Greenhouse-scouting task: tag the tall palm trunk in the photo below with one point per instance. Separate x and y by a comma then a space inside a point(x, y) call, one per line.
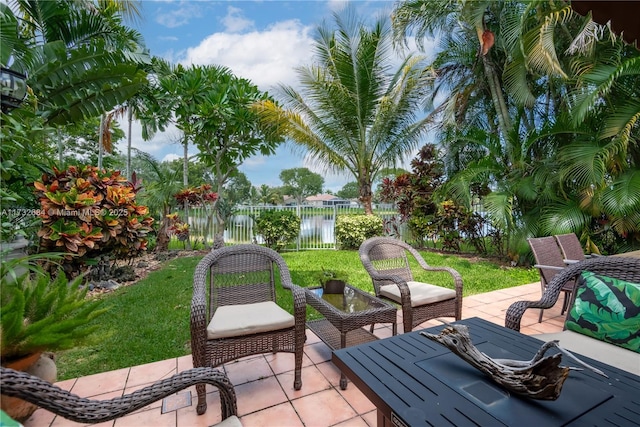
point(497, 96)
point(101, 141)
point(130, 120)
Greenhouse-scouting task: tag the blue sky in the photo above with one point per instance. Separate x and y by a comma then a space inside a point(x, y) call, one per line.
point(260, 40)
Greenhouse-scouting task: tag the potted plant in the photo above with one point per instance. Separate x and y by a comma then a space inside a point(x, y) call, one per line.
point(39, 315)
point(332, 281)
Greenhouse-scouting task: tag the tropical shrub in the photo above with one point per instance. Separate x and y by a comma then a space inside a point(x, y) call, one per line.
point(352, 230)
point(177, 227)
point(44, 314)
point(196, 196)
point(277, 228)
point(89, 213)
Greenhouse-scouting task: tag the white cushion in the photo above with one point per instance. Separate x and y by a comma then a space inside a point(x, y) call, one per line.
point(421, 293)
point(248, 319)
point(599, 350)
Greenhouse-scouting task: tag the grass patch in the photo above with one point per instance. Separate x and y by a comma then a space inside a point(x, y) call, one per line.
point(149, 321)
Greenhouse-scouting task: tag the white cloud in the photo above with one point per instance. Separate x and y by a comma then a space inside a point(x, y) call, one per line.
point(235, 22)
point(170, 157)
point(179, 16)
point(265, 57)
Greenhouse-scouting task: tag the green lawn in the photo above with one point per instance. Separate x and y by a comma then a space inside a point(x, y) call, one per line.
point(149, 321)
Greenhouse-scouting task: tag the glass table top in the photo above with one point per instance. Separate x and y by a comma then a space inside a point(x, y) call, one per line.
point(351, 301)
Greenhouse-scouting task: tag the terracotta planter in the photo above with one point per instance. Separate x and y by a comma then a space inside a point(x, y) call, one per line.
point(333, 287)
point(15, 249)
point(40, 365)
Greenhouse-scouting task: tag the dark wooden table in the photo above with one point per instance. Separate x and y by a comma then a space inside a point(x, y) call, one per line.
point(414, 381)
point(345, 315)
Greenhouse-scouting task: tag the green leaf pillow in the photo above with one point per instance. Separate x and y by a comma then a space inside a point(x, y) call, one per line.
point(607, 309)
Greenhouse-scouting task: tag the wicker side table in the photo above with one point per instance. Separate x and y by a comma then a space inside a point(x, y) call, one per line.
point(345, 315)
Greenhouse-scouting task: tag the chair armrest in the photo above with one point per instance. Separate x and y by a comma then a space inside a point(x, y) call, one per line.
point(198, 319)
point(299, 303)
point(457, 278)
point(72, 407)
point(516, 310)
point(549, 267)
point(405, 294)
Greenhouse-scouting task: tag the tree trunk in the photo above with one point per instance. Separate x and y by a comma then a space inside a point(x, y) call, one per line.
point(162, 240)
point(101, 142)
point(497, 97)
point(130, 119)
point(366, 196)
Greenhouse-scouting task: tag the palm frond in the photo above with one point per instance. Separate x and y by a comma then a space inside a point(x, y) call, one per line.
point(622, 197)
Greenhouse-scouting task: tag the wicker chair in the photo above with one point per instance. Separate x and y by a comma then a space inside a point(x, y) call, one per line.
point(385, 259)
point(571, 248)
point(550, 261)
point(240, 317)
point(618, 267)
point(72, 407)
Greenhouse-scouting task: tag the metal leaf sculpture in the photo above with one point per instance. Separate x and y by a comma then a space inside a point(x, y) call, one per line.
point(539, 378)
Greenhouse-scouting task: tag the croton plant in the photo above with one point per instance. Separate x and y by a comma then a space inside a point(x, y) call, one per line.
point(89, 212)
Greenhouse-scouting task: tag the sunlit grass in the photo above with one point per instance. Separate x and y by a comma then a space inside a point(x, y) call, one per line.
point(149, 321)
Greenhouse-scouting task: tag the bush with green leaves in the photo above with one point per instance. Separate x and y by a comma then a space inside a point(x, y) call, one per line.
point(277, 228)
point(352, 230)
point(43, 314)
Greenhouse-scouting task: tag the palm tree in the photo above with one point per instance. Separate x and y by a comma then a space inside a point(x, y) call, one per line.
point(79, 59)
point(355, 111)
point(550, 174)
point(159, 189)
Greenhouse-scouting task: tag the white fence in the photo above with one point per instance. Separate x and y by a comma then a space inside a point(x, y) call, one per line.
point(317, 224)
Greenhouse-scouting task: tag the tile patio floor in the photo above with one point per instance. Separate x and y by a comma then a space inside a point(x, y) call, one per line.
point(264, 384)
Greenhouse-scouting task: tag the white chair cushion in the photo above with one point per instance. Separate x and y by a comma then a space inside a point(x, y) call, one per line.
point(248, 319)
point(605, 352)
point(421, 293)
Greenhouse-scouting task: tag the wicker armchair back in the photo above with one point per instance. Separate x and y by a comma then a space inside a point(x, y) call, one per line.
point(242, 274)
point(612, 266)
point(570, 246)
point(72, 407)
point(386, 261)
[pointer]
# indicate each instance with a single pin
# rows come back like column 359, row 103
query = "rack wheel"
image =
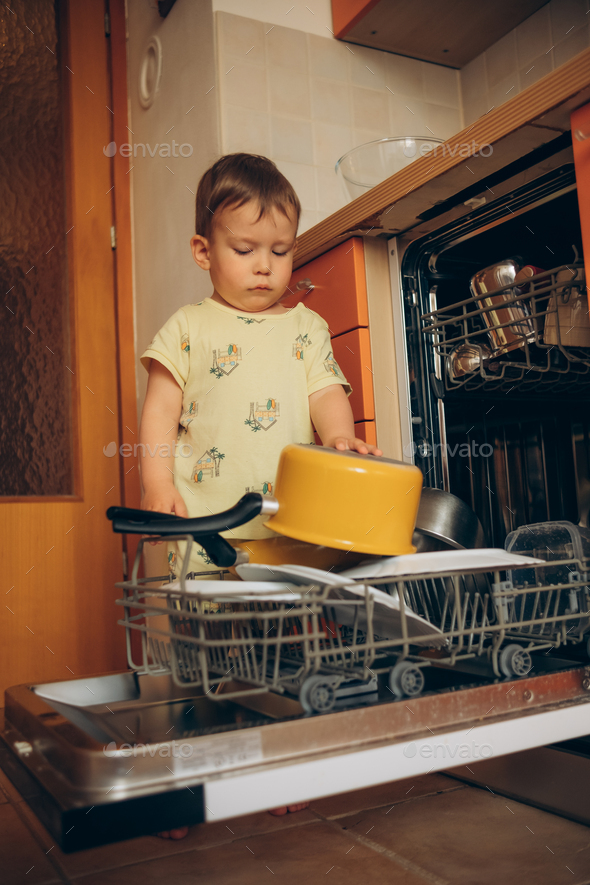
column 317, row 694
column 515, row 660
column 406, row 680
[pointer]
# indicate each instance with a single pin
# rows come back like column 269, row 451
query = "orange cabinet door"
column 339, row 292
column 353, row 354
column 580, row 120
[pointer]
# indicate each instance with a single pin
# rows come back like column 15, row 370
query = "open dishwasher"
column 237, row 704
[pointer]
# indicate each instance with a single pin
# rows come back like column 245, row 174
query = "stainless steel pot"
column 445, row 521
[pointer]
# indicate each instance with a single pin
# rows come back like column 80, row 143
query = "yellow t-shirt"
column 246, row 380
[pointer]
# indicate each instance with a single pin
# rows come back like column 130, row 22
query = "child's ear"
column 200, row 250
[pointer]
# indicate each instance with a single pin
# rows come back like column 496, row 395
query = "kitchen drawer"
column 353, row 354
column 340, row 290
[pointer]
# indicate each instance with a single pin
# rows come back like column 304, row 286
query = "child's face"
column 250, row 260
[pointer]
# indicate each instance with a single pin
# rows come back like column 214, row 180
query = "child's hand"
column 164, row 499
column 344, row 444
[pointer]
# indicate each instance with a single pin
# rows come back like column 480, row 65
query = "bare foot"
column 286, row 808
column 178, row 833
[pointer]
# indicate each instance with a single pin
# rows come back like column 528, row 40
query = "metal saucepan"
column 445, row 521
column 509, row 324
column 325, row 497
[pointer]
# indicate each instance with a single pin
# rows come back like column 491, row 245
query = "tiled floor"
column 430, row 830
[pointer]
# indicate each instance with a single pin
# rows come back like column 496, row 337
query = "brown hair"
column 237, row 179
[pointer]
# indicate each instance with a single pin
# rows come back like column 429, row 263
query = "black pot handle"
column 204, row 529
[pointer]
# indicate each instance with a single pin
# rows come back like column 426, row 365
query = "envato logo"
column 460, row 149
column 463, row 450
column 177, row 751
column 447, row 751
column 162, row 150
column 126, row 450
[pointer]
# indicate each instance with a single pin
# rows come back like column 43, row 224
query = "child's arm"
column 332, row 417
column 158, row 429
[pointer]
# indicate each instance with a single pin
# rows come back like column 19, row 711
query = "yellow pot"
column 346, row 500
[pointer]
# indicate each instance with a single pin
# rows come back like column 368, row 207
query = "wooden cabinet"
column 337, row 290
column 580, row 120
column 451, row 33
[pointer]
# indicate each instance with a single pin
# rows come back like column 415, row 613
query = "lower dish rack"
column 310, row 643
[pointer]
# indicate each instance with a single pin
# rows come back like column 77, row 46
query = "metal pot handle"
column 204, row 529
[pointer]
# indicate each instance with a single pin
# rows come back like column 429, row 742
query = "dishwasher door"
column 117, row 756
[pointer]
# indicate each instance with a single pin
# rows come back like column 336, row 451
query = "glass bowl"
column 369, row 164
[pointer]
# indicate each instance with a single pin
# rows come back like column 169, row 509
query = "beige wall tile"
column 441, row 85
column 576, row 42
column 533, row 37
column 289, row 92
column 404, row 76
column 475, row 109
column 245, row 130
column 566, row 14
column 291, row 140
column 286, row 47
column 330, row 194
column 308, row 219
column 503, row 91
column 407, row 116
column 501, row 59
column 302, row 178
column 474, row 79
column 241, row 37
column 329, row 57
column 330, row 101
column 369, row 108
column 330, row 142
column 245, row 85
column 444, row 122
column 535, row 69
column 367, row 67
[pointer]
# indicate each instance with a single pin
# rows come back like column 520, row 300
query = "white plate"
column 439, row 562
column 245, row 591
column 386, row 613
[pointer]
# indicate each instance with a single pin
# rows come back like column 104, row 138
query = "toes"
column 179, row 833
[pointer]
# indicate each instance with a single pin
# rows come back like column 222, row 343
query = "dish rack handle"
column 204, row 529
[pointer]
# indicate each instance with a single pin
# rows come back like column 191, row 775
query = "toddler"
column 238, row 376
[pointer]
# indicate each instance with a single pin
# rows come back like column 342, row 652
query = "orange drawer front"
column 365, row 430
column 353, row 354
column 340, row 290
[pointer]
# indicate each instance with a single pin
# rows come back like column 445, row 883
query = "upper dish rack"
column 536, row 314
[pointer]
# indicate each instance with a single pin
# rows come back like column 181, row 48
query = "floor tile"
column 21, row 859
column 383, row 794
column 133, row 851
column 472, row 837
column 301, row 854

-------------------------

**Exercise aim**
Locate each line in the data above that contains the string "wooden", and copy every such line out in full.

**Answer for the task**
Greenhouse-scouting task: tag the dark wooden table in the photo above with one point per instance. Separate x and y by a comma then a space inside a point(x, y) call, one per line.
query = "wooden cabinet"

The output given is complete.